*Records for this exercise*:
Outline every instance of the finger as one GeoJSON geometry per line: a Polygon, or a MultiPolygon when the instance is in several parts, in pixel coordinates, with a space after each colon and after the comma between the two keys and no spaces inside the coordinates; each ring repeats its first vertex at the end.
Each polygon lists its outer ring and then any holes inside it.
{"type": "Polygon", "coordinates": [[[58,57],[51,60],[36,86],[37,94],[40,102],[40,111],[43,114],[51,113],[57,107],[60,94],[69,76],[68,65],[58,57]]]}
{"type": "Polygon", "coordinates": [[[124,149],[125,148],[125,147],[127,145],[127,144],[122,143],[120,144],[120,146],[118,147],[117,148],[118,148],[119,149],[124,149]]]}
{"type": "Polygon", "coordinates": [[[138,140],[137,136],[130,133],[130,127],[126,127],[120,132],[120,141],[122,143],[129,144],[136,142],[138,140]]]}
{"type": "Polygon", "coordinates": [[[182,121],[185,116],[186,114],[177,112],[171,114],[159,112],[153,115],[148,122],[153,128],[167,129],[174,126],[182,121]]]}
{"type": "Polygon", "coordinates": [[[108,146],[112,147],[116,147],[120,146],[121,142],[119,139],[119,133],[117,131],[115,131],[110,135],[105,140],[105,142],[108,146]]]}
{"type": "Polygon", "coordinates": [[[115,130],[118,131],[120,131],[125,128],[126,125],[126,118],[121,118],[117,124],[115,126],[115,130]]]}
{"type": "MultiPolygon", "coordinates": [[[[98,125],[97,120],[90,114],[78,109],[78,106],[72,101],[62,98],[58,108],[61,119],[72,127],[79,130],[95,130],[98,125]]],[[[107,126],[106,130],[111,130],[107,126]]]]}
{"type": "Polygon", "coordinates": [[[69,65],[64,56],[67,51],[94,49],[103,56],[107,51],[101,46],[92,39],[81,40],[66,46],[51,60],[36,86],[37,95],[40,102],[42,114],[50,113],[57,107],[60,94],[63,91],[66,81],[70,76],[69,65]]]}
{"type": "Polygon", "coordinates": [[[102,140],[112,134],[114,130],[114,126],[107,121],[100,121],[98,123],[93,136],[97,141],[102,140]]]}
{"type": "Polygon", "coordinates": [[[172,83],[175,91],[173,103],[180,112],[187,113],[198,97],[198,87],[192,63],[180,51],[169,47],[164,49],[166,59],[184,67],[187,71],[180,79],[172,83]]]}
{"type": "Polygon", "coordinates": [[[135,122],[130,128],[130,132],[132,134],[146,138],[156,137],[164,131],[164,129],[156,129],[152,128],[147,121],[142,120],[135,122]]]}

*Problem*:
Pick out and copy every line of the material above that contains the word "ring", matching case exactly.

*Finished task*:
Outline every instance of the finger as one GeoJSON geometry per line: a Polygon, or a MultiPolygon when the instance is in several parts, in pixel coordinates, with a space after each colon and after the comma between the two keys and no spaces inside the coordinates; each ring repeats its first vertex at the end.
Each polygon lists its outer ring and then any holes inside it.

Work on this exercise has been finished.